Belli ki sözcüklere inanıyor Sine. Ancak azınlığın dili içinde kendine bir dil, biçim, biçem arıyor hatta bunun çoğunlukça nasıl karşılanacağını düşünme tuzağına düşmeden, bir risk olduğunu bilerek yapıyor. Yersiz yurtsuz kişileri gibi yersiz yurtsuz bir dilin içinden cümle kuruyor. Uzatmıyor, kısa kesiyor. Biz bazı okuyucular bunu seviyoruz. Hele herkesin yazıda dahi bunca konuştuğu, bu geveze çağda.

Burası Tekin Değil, Sine Ergün, Can YayınlarıTürkçe edebiyata eklemlenip eklemlenmemeyi dert edinmeyen, kendi arayışını, inşa yıkım inşa... sürecini önceleyen bir edebiyat tercihi onunkisi daha çok. Biraz ileri gitmeyi hatta had aşmayı göze alarak diyebilirim ki Sine, Türkçe edebiyatta “Kendinizden önce kimleri okudunuz, ustanız kimler, kimlerden etkilendiniz, kendi döneminizden kimleri beğeniyorsunuz, geçmişten ya da bugünden örnek aldıklarınız?..” gibi ezber, eskimiş, alışıldık soruları ve verilecek cevaplarla yazara yüklenecekleri konuşarak değilse de yazarak pas! diyor. Hatta öyküleriyle hepsine nanik yapıyor.

▸ **Görev 1**
Metin bloğunda "Burası Tekin Değil, Sine" ifadesinden "hepsine nanik yapıyor." ifadesine kadar olan kısmı, "öyküleriyle" yerine "romanlarıyla" koyarak yeniden yazın.
▸ **Görev 2**
Metin bloğuna göre Sine, kişileri gibi nasıl bir dilin içinden cümle kuruyor?
▸ **Görev 3**
Lütfen Sine Ergün'ün yazarlığını anlatan metin bloğunu son cümlesinden sonra sürdürün.

▸ **Sağlanan malzeme**
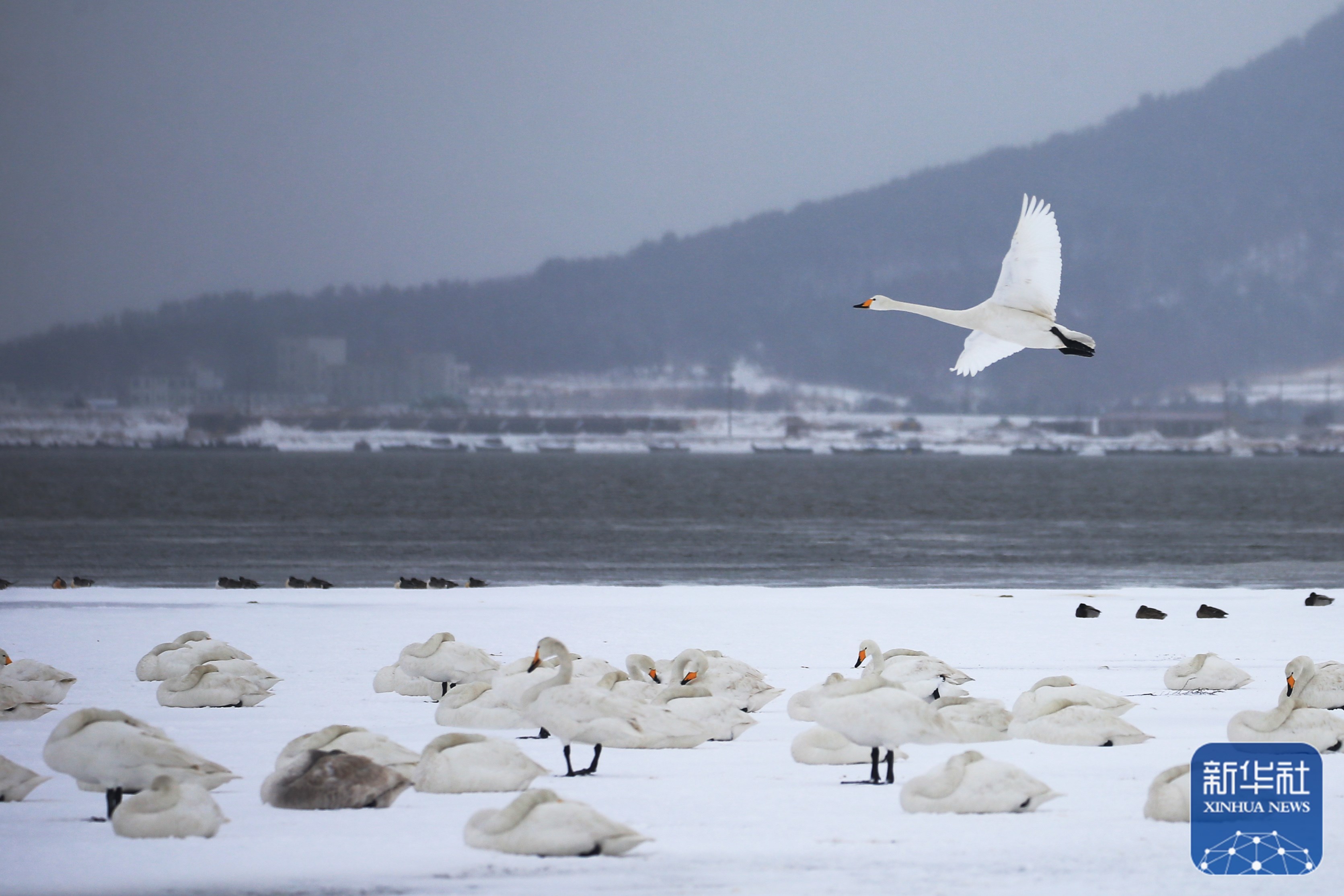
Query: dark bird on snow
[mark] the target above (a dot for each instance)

▸ **Yanıt 1**
Burası Tekin Değil, Sine Ergün, Can YayınlarıTürkçe edebiyata eklemlenip eklemlenmemeyi dert edinmeyen, kendi arayışını, inşa yıkım inşa... sürecini önceleyen bir edebiyat tercihi onunkisi daha çok. Biraz ileri gitmeyi hatta had aşmayı göze alarak diyebilirim ki Sine, Türkçe edebiyatta “Kendinizden önce kimleri okudunuz, ustanız kimler, kimlerden etkilendiniz, kendi döneminizden kimleri beğeniyorsunuz, geçmişten ya da bugünden örnek aldıklarınız?..” gibi ezber, eskimiş, alışıldık soruları ve verilecek cevaplarla yazara yüklenecekleri konuşarak değilse de yazarak pas! diyor. Hatta romanlarıyla hepsine nanik yapıyor.

▸ **Yanıt 2**
Yersiz yurtsuz bir dilin içinden.

▸ **Yanıt 3**
Türkçe edebiyat geleneğinin neresine denk düştüğü de onu nasıl devam ettirdiği de onun öncelikli meselesi değil. Öyküde ne yaptığını, yapacağını, anlattığından çok nasıl anlatacağını dert ediniyor. Yazmanın ve yayınlamanın oldukça hızlı ve çok olduğu son dönemlerde bunun epeyce ıskalandığını, anlatılanda bir oyun, ilginçlik bulma/kurmanın, afili, altı çizilesi cümleler, aforizmalar yazmanın bilinçli ya da bilinçsiz önemli hale geldiğini söylemek sanırım yanlış olmaz. Sine’nin öykülerinde ise altı çizilesi cümle neredeyse yok. Twitter’a 140 karakterlik malzeme çıkarmak hiç de kolay değil!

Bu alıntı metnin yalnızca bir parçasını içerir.